▶ [The problem]: Please output the entries below from the line that contains "Report one dot per instance of the blue-green" through the final line, reproduced exactly and alone.
================
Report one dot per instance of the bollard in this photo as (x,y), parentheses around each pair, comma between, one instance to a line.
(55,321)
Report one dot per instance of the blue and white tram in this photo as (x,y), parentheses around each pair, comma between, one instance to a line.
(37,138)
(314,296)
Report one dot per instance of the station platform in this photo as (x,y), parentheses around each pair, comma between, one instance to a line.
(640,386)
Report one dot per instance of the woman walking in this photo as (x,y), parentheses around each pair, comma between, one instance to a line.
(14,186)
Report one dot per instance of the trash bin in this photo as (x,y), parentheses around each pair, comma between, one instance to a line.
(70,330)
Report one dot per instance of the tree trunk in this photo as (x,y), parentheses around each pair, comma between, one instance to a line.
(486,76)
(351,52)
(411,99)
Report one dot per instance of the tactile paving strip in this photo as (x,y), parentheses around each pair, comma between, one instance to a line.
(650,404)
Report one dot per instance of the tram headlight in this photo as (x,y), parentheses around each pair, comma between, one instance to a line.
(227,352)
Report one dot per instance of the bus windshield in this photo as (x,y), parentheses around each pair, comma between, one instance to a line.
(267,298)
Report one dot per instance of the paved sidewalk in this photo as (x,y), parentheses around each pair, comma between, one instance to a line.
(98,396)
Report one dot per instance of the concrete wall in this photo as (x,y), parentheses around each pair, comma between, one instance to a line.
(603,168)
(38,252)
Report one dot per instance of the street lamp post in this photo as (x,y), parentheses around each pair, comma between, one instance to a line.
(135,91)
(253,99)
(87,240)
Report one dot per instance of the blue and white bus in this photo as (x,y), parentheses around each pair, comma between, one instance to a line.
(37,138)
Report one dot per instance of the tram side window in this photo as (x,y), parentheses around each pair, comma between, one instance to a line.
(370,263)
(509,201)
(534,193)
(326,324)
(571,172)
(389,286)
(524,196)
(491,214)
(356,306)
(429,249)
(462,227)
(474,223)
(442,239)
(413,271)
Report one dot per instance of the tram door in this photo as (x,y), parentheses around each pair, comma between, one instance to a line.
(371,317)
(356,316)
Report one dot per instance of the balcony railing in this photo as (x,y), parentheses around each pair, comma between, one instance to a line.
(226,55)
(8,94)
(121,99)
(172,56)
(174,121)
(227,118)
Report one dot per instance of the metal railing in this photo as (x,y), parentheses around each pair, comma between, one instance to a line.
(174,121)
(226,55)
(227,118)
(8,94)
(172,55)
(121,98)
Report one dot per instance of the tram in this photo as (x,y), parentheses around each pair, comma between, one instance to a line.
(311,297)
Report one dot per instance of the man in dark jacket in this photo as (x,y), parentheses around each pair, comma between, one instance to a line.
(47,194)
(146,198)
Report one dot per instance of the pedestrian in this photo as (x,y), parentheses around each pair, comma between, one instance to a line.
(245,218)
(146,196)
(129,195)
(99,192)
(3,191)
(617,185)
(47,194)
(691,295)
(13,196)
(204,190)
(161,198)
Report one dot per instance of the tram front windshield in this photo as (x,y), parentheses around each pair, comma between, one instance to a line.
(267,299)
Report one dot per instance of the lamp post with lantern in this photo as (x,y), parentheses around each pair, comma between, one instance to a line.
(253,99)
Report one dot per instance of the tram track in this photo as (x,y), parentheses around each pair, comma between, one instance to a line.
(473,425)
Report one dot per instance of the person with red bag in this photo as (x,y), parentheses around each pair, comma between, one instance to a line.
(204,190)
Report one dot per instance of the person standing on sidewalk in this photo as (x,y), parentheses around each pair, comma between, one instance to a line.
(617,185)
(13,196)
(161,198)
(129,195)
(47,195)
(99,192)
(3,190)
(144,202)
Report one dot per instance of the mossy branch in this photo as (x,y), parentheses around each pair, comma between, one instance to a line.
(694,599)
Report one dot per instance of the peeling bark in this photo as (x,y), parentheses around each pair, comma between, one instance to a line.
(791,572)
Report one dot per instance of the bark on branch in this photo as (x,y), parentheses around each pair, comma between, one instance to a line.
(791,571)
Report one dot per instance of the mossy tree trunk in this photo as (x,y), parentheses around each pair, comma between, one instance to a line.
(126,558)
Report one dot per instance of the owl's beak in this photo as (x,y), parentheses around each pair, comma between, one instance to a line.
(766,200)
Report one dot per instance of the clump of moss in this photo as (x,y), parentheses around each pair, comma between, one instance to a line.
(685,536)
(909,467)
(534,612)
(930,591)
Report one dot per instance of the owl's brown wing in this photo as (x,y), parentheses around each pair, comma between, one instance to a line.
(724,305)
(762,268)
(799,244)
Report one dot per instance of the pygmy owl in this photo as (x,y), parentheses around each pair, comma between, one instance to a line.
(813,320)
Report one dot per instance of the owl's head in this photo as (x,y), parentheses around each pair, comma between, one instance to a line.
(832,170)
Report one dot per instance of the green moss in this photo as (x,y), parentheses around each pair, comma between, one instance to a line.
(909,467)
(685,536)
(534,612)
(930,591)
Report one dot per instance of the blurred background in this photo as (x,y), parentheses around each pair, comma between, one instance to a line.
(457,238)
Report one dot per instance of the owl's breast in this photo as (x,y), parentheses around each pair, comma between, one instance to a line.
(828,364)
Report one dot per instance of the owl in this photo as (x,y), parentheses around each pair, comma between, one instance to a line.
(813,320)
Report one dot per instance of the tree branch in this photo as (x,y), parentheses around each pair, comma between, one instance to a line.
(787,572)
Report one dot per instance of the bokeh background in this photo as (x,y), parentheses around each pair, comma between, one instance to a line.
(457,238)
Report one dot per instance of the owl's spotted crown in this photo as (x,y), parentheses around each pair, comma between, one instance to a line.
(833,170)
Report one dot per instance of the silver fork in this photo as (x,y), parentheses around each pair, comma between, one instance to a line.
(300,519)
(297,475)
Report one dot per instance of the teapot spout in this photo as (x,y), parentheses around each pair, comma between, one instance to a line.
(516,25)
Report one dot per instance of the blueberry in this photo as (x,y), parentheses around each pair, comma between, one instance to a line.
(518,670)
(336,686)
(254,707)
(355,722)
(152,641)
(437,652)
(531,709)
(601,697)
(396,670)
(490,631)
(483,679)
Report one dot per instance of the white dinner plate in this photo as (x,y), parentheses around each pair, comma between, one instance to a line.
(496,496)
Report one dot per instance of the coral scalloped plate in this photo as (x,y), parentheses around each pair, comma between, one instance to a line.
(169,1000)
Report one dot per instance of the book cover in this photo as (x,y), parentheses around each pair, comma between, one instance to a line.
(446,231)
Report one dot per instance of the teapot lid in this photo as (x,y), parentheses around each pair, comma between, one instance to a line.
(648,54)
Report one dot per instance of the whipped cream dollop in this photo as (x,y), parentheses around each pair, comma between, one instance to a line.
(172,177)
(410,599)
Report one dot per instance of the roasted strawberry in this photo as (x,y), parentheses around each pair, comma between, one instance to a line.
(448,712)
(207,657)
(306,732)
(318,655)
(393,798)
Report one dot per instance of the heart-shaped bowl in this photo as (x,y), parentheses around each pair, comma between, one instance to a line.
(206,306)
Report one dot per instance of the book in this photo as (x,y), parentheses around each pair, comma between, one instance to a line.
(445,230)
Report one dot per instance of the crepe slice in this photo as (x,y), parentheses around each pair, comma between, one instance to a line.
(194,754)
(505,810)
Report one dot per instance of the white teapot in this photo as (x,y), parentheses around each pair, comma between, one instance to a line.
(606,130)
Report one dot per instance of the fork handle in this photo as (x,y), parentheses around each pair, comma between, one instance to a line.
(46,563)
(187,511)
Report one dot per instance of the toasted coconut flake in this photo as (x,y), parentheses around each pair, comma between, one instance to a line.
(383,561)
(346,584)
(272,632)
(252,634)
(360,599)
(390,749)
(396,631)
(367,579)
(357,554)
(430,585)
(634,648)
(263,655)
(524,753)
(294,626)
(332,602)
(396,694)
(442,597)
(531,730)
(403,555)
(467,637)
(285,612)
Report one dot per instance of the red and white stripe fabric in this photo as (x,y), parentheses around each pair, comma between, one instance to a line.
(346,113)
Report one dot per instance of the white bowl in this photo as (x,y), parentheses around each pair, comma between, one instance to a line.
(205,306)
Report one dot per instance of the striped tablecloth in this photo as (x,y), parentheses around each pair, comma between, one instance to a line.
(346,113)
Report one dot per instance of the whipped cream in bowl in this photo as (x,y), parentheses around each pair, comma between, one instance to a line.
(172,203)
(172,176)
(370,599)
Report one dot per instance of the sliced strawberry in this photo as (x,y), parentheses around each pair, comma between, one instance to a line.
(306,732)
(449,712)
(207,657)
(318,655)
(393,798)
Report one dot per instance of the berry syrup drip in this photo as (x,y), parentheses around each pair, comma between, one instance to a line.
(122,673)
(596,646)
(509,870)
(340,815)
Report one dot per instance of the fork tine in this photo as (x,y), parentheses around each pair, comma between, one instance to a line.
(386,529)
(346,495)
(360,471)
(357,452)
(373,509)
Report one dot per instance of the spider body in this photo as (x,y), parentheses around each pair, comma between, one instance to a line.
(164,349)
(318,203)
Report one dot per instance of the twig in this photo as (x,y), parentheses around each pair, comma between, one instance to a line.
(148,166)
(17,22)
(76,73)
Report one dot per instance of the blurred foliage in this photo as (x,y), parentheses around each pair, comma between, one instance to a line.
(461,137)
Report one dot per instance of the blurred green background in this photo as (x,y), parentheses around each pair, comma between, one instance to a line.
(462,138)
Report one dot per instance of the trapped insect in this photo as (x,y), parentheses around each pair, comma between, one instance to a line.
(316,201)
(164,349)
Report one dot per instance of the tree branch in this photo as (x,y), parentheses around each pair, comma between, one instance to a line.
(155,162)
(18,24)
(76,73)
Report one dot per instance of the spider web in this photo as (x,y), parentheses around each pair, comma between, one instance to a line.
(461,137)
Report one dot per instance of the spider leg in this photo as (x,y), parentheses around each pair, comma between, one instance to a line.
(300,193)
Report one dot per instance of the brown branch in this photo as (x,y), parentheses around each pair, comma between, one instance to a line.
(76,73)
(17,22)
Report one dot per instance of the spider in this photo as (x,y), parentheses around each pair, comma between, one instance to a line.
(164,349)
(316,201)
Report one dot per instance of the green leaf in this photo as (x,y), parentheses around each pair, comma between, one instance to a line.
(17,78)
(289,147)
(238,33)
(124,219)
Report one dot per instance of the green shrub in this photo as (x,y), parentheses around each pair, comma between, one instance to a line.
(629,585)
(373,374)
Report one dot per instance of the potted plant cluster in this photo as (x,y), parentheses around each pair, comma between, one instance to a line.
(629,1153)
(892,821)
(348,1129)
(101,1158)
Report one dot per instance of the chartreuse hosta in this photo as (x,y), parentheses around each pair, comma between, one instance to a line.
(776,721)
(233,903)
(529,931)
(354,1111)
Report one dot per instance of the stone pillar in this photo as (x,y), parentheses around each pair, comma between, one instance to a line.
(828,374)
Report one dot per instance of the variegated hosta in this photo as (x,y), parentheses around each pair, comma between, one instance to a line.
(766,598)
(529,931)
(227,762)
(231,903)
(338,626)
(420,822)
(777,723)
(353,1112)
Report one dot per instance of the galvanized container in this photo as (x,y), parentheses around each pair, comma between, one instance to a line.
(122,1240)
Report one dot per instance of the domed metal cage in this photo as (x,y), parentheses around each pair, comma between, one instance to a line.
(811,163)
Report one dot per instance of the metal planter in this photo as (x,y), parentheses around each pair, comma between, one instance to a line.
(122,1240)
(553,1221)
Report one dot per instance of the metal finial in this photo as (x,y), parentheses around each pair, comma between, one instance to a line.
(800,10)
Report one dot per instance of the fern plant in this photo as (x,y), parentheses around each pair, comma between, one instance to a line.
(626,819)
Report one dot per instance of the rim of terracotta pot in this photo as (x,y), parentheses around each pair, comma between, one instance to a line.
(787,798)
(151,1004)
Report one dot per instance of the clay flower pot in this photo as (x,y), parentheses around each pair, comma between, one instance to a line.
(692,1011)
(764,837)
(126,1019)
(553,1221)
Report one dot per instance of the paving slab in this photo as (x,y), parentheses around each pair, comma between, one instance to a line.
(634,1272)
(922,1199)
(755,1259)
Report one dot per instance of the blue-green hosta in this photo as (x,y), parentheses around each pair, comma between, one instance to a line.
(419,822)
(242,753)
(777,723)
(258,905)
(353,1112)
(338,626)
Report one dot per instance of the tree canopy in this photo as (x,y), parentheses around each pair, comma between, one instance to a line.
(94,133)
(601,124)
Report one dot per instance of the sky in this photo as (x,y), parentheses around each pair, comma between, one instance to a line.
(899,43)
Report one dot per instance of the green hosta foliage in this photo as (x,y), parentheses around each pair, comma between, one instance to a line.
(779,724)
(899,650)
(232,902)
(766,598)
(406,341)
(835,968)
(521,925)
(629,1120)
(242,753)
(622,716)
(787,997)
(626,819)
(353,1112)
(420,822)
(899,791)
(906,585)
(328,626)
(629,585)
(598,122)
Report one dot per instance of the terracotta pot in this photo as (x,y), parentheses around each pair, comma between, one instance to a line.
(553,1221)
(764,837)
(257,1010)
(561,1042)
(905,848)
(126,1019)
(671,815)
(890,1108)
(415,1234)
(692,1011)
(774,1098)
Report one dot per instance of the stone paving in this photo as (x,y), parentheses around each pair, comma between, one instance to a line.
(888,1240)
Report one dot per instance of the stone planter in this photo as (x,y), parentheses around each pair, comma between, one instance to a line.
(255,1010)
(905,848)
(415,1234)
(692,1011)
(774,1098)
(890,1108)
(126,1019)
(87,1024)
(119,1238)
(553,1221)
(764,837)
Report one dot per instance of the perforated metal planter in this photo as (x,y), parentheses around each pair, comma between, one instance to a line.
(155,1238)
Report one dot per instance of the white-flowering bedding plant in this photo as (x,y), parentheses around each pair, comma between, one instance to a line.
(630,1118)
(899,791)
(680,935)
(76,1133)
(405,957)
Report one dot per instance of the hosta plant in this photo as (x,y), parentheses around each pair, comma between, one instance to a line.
================
▶ [Answer in full]:
Report one dot per instance of the blue-green hosta in this photo as (x,y), parentheses around each pair, comma between, one instance to a line.
(419,822)
(242,753)
(777,723)
(258,905)
(353,1112)
(338,626)
Report one dot per instance of the tree canopy in this photo as (x,y), parentheses around each pair, comma between, one instance to a line.
(94,133)
(601,124)
Report one dot per instance of the sky in this photo as (x,y), parentheses around each pair, comma between, one instance to a line.
(899,43)
Report one dot per instance of the green hosta foliage in this photo as (x,y), parentheses around each pair, comma between, one instance to a line.
(779,724)
(899,650)
(232,902)
(766,598)
(406,341)
(835,968)
(521,925)
(629,1120)
(242,753)
(622,716)
(787,997)
(626,819)
(353,1112)
(420,822)
(899,791)
(906,585)
(328,626)
(629,585)
(598,122)
Report one dot per instance of the terracotta pot in this photo as (x,y), parentheses around each pair, comma between, one instance to a line.
(553,1221)
(764,837)
(257,1010)
(561,1042)
(905,848)
(126,1019)
(671,815)
(890,1108)
(415,1234)
(692,1011)
(774,1098)
Report one dot per instance of the stone paving in this photo as (x,y), parentheses around each pair, comma between, one instance to a line.
(888,1240)
Report one dot per instance of the stone planter in this photo as (x,y), parentheses around each pair, comma between, one instance to a line.
(255,1010)
(905,848)
(415,1234)
(692,1011)
(774,1098)
(890,1108)
(126,1019)
(87,1024)
(119,1238)
(553,1221)
(764,837)
Report one dot per instance of the perforated metal planter in this photo as (x,y), parentheses around each pair, comma between, one instance to a line.
(155,1238)
Report one dot per instance of the white-flowering bedding plant in this photo as (x,y), parentheses around each pair, comma between, one instance to a line.
(630,1118)
(899,791)
(680,935)
(76,1133)
(405,957)
Report one dot per instance of the hosta plant in this photo as (x,y), parentheses around each pair, comma between, one instance to a line.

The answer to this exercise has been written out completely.